| EXCERPTED PASSAGE |

::::

Solr: support update/delete/atomic update operations and batch those #1164

giena · 2018-08-24T15:25:45Z

At this moment, there's a little problem of performance with SolR component because there's no asynchronous part in the code. So the batch size is always 1.
I propose an alternative by keeping the inspiration from the Elastic Search component.
The solr update is now encapsulated in a future, and the async callbacks are used to make everything coherent (in failure and in success).
Still using the elastic search code, I will provide a notion of operation, to allow the removal of documents.
Please, have a look.

ennru · 2018-08-27T10:12:58Z

Thank you for making the Solr connector non-blocking!

Now that the blocking call is executed asynchronously, you should take care of selecting a proper execution context for it - the global one is not a good choice.
A better default is using Akka's akka.stream.default-blocking-io-dispatcher and possibly making it configurable. For inspiration how to use it, look into JmsConsumerStage.

ennru · 2018-08-28T11:26:16Z

I've now understood that you can make the async stuff much simpler.

Select the IODispatcher for the stage

override protected def initialAttributes: Attributes = Attributes(ActorAttributes.IODispatcher)

Remove the ExecutionContext, Future and blocking from the client calls (the stage will execute on the IODispatcher)

::::

| SUPPLIED ENTRIES |
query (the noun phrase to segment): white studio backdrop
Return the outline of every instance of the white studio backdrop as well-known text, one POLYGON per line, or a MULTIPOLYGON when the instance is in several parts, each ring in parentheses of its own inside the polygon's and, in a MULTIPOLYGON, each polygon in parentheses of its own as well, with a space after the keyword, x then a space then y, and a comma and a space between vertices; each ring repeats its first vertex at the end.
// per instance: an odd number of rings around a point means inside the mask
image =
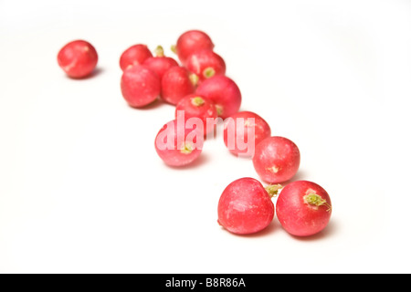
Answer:
POLYGON ((0 272, 409 273, 410 28, 410 1, 1 0, 0 272), (218 226, 224 188, 258 179, 220 136, 191 167, 157 156, 174 108, 128 107, 119 57, 175 57, 189 29, 212 37, 241 110, 299 146, 294 180, 330 193, 318 235, 218 226), (56 57, 79 38, 100 59, 72 80, 56 57))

::::

| INSTRUCTION 1 |
Does each statement agree with the Solr connector thread? Answer yes or no for each, quoting the deciding words of the thread exactly. (a) The proposer says the batch size is always 1. (b) ennru recommends the global execution context for the blocking call. (c) ennru points to JmsConsumerStage as an example of how to use the blocking I/O dispatcher.
| INSTRUCTION 2 |
Resume the Solr connector thread from its last line.
The records were drawn from a separate source.

| RIGHT ANSWER 1 |
(a) Yes: "So the batch size is always 1."
(b) No: "the global one is not a good choice."
(c) Yes: "For inspiration how to use it, look into JmsConsumerStage."

| RIGHT ANSWER 2 |
This should make the code much simpler.

giena · 2018-08-28T14:44:58Z

@ennru : Not sure to see what you mean. Here a code snippet of the onPush method:
override def onPush(): Unit = {
queue.enqueue(grab(in))

state match {
  case Idle => {
    state = Sending
    val messages = (1 to settings.bufferSize).flatMap { _ =>
      queue.dequeueFirst(_ => true)
    }
    sendBulkToSolr(messages)
  }
  case _ => ()
}

tryPull()

}
Even if i use IODispatcher, i will send message 1 by 1, if sendBulkToSolr does not use Futures...
The ElasticSearch code does not use IODispatcher no more.
The best way to have the best performance with SolR is to batch updates. Not to scale horizontally with many threads with batch of one update.

ennru · 2018-08-29T07:38:36Z

Ah ok, I finally see how you are trying to add asynchronous updates to Solr. I'm afraid your solution will not be able to guarantee the order of updates to Solr, as Futures not necessarily are executed in the order they are created. Are you confident the client library is even thread-safe?

For Elasticsearch client API is prepared for this use-case, it is not added by Alpakka.

If you can ignore the order of updates to Solr in your use-case, you might construct a flow using the Graph DSL, that runs several Solr stages in parallel.

giena · 2018-08-29T09:14:05Z

It is why i use getAsyncCallback on the completion (success or failure) of my future. Since my batch is ordered and the buffer is managed by onPush, all my updates from a source will be ordered in my sink. There is no doubt. For me the client is thread safe (used by us in multithreaded application since some years), ans thus, if we cannot guarantee the order as you said, the elastic search implementation can't do it too. This is the same code.

ennru · 2018-08-29T11:26:31Z

I'm not sure what you're referring to in the Elasticsearch way of doing this. The Alpakka Elasticsearch connector sends all operations as one JSON using the ES client's performRequestAsync (see https://github.com/akka/alpakka/blob/master/elasticsearch/src/main/scala/akka/stream/alpakka/elasticsearch/ElasticsearchFlowStage.scala#L299).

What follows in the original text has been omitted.